**SOURCE EXTRACT**.
Medical images of the retina can accurately predict an individual’s risk of cardiovascular disease and death, scientists report today.
Professor Alicja Rudnicka of St George’s University of London, UK, and colleagues examined the value of artificial intelligence (AI) enabled retinal vasculometry, for heart risks.
They analysed information from images of 88,052 UK Biobank participants, as well as 7,411 participants in the European Prospective Investigation into Cancer Norfolk, aged 40 to 92 years and followed for an average of seven to nine years.
Details included retinal arteriolar and venular width, tortuosity (curvature of the vessels) and retinal area.
A mathematical model to predict risk was developed, and its usefulness was compared to a normal risk prediction calculation involving age, smoking status and medical history.
They found that adding retinal vasculature to Framingham Risk Scores only led to slight improvements in the prediction of stroke or heart attack. But a simpler risk score including age, sex, smoking, medical history and retinal vasculature performed as well as the Framingham Risk Scores – with the advantage of being non-invasive.
In *British Journal of Ophthalmology* today they write: "Retinal vasculometry offers an alternative predictive biomarker to traditional risk-scores for vascular health, without the need for blood sampling or blood pressure measurement."

**PROBLEM DETAILS**. According to the retina article above, images from how many UK Biobank participants did the researchers analyze? Please give the number.

**DATA SHOWN**.
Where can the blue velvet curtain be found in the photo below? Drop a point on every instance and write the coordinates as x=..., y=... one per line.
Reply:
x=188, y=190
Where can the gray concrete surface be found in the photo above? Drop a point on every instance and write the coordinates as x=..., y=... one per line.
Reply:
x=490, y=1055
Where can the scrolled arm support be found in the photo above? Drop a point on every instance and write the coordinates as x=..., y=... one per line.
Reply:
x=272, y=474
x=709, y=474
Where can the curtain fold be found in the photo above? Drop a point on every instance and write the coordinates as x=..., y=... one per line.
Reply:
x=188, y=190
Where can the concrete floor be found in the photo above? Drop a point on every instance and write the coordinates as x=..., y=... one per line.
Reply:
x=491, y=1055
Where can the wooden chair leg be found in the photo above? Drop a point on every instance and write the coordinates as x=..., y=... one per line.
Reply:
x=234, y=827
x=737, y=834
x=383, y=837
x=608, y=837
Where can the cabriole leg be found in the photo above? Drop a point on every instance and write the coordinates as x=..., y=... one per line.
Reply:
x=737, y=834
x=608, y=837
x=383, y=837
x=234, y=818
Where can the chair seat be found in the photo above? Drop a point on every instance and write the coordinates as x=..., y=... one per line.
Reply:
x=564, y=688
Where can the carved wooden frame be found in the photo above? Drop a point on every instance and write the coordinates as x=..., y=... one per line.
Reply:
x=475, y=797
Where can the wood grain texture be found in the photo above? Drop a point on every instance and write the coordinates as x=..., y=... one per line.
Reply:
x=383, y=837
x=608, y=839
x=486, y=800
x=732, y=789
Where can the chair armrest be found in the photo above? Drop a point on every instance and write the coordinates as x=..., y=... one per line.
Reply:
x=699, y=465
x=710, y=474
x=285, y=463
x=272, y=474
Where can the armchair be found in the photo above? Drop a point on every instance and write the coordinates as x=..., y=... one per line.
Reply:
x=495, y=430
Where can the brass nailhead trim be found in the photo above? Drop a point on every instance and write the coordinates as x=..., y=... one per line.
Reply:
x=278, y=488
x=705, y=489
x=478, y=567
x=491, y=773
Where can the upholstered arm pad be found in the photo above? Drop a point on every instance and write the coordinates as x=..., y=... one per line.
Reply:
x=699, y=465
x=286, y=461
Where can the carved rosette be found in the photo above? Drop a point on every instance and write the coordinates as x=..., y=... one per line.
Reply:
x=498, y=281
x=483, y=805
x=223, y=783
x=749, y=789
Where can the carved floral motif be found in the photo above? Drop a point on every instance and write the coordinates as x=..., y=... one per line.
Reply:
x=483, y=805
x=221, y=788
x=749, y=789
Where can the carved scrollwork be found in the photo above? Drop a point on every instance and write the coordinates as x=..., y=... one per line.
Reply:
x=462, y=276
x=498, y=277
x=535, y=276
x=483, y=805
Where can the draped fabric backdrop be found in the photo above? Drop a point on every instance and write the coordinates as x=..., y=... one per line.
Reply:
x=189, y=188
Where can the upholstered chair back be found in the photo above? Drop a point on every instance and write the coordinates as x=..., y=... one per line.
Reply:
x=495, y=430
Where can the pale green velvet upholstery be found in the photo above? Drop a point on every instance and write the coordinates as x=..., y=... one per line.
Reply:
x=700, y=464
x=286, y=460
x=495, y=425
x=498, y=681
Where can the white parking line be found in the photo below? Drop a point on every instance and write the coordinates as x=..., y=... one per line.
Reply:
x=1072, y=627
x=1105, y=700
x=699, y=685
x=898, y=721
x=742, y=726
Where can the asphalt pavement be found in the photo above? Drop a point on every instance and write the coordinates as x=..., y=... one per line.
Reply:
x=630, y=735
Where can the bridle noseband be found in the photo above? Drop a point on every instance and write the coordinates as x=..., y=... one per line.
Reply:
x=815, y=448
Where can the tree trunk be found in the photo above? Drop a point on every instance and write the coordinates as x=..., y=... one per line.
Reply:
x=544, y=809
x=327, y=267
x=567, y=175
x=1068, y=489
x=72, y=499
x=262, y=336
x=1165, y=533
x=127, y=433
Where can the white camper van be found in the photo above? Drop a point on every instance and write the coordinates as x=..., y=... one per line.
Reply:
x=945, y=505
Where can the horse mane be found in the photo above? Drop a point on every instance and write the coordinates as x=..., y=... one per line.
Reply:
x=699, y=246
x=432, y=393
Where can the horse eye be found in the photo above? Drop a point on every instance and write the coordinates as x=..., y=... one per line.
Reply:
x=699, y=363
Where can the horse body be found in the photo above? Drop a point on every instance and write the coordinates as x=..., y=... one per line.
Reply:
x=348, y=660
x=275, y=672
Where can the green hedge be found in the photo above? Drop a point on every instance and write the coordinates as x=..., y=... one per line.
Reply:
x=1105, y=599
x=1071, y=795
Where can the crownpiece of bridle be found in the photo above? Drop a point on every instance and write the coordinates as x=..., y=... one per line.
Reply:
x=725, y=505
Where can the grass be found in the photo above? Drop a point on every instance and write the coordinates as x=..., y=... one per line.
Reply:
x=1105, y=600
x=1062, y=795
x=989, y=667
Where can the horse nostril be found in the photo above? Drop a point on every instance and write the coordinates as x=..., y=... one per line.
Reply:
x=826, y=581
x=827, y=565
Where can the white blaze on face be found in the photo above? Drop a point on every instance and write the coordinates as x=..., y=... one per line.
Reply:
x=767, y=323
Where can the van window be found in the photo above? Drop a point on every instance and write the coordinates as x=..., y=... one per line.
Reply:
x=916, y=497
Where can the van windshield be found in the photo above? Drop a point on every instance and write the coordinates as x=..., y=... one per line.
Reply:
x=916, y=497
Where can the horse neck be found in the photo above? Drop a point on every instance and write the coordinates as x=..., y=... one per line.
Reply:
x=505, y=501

**WRITTEN ANSWER**. 88,052